2023年で(株)おのざきは100周年を迎えます。帝国データバンクの調査によると、2023年には全国で約2,000社が創業100周年を迎える見込みだそうです。業歴100年を超える老舗企業は日本全国に約4万社存在し、企業全体の約2.5%とごくわずか。そんな希少な立ち位置に当社が仲間入りできたこと、大変誇らしく思います。改めて、日々業務に尽力していただいている90名強の社員の皆さんに感謝の意を表します。本当にいつもありがとうございます。

97%の歴史はレジェンドから教わった

私は1996年生まれ。(株)おのざきは1923年生まれ。私が生まれる73年前に、おのざきは福島県いわき市平の鎌田町にて創業したのです。2020年におのざきに入社した私は、100年の歴史のうち、実に97年分の歴史を目の前で見てきたわけではないのです。そこで、おのざきで長く働いてくださるレジェンドの方々におのざきの歴史を話してもらう会をセッティングしたことがあります。普段はお年を召してボケボケの会長(当時90歳)も、昔話になるとついスイッチが入り、熱くなっておりました。

力強くおのざきの歴史を話す小野崎英雄会長(写真左)

--

→ **課題の指示**:
A. おのざき100周年の文章をもとに、次の問いに答えよ。
(i) おのざきが創業した場所はどこか。
(ii) 業歴100年を超える老舗企業は日本全国に約何社あるとされているか。
(iii) 筆者がおのざきに入社したのは何年か。
B. おのざき100周年の文章を、最後の一文に続けて書き継げ。

→ **提供データ**:
--

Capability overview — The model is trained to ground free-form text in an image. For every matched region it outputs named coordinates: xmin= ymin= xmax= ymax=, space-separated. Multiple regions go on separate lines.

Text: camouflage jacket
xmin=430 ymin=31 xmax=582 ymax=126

--

→ **問題の解答**:
A.
(i) 福島県いわき市平の鎌田町
(ii) 約4万社
(iii) 2020年

B.
おのざきの始まり

おのざき1号店は、いわき市平鎌田町にある、代々続く小野崎家の木造住宅の横に併設された小さな商店です。今や閑静な住宅街ですが、当時は賑やかな商店街だったと聞いています。私からすれば、おばあちゃん家が魚屋なわけです。小さい頃はよくおばあちゃん家で遊び、戸を一枚開ければ目の前が魚屋。売場にひょいと飛び出しては、写真の右に写るアイスクリームがたくさん詰まった冷凍ケースをガバッと開けて、ガリガリ君を盗みます。そして、窃盗が従業員に見つかると、「ツケで!」と言い放ち、逃げていました。(あれ、写真に写っている女の子もガリガリ君狙っている?)

おのざき鎌田本店(会長夫妻の自宅から発掘したアルバムより)
店のバックヤードの戸を開ければ、そこは魚香る自宅。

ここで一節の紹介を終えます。